* DATA SUPPLIED:
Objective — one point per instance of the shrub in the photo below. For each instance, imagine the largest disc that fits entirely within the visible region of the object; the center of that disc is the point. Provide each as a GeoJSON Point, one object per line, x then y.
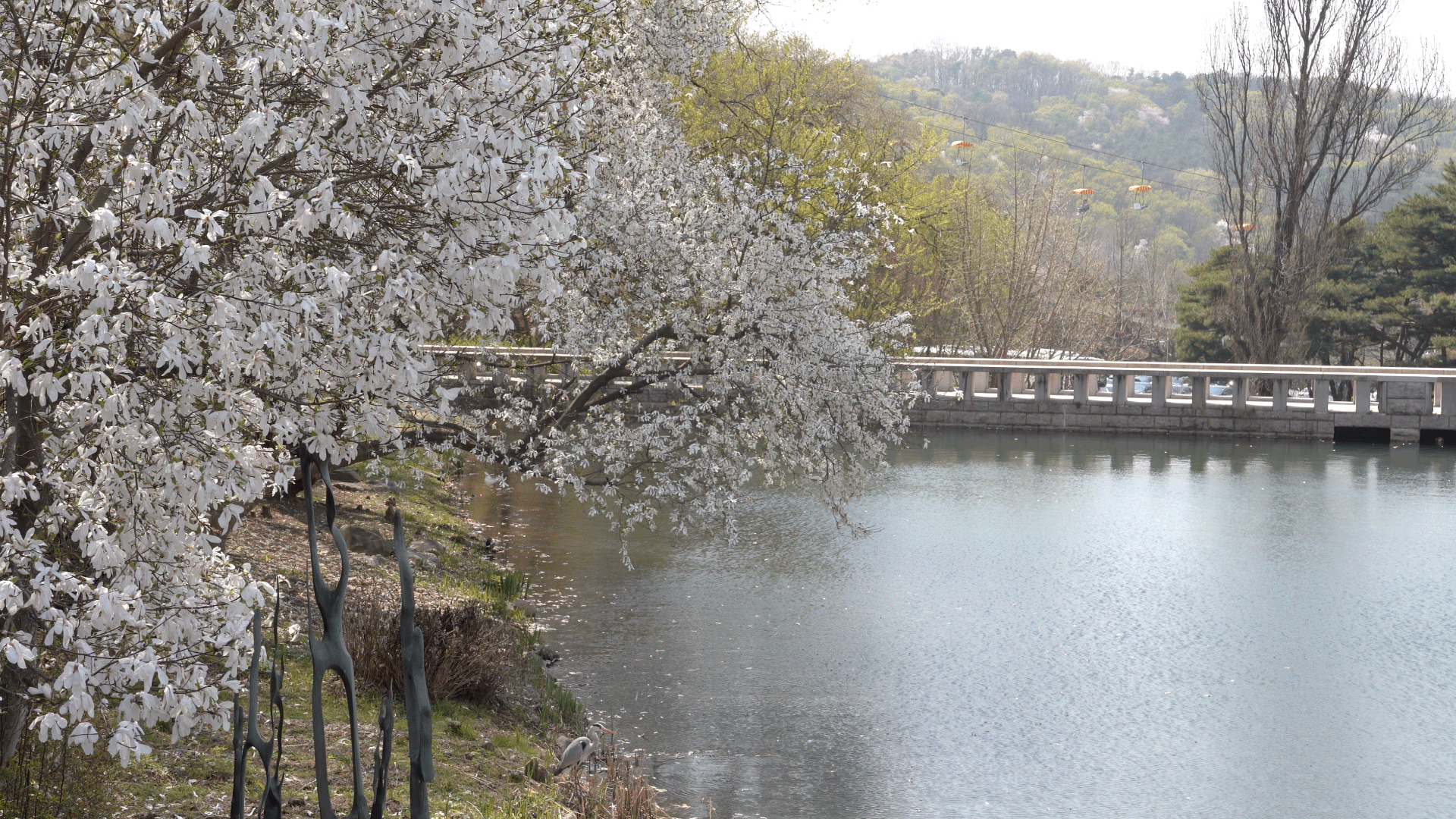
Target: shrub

* * *

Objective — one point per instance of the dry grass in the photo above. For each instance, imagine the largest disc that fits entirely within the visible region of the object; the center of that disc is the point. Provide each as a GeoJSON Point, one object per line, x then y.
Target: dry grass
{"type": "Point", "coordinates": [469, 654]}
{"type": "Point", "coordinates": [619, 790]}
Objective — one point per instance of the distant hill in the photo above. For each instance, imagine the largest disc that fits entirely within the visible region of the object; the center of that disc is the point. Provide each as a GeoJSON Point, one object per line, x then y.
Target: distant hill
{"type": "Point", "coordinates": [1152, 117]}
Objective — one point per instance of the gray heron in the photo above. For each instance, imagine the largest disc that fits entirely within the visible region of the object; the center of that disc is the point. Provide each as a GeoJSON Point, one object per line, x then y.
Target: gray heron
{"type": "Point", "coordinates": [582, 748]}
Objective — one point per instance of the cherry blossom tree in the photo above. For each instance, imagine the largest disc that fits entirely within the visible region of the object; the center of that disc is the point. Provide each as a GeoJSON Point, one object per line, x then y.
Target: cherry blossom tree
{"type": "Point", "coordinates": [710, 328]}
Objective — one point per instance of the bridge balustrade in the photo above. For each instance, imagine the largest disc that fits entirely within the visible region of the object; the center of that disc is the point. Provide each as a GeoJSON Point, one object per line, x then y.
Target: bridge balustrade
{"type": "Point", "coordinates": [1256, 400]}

---

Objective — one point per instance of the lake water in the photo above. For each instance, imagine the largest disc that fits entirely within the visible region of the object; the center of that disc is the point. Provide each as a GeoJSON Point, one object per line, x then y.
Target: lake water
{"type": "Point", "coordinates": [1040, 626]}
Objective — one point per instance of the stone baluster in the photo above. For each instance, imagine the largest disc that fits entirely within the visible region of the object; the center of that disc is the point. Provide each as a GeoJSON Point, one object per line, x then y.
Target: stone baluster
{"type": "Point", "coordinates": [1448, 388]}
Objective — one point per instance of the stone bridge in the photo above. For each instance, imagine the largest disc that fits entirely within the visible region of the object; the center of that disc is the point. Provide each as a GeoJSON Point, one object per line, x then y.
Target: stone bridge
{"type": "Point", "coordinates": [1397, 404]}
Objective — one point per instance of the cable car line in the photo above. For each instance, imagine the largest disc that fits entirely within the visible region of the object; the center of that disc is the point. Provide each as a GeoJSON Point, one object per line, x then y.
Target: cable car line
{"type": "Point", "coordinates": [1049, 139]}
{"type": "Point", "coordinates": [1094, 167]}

* PROBLEM DETAILS: Count the lines above that contain the word "grass". Reply with only that number.

* EXERCISE OUTPUT: 2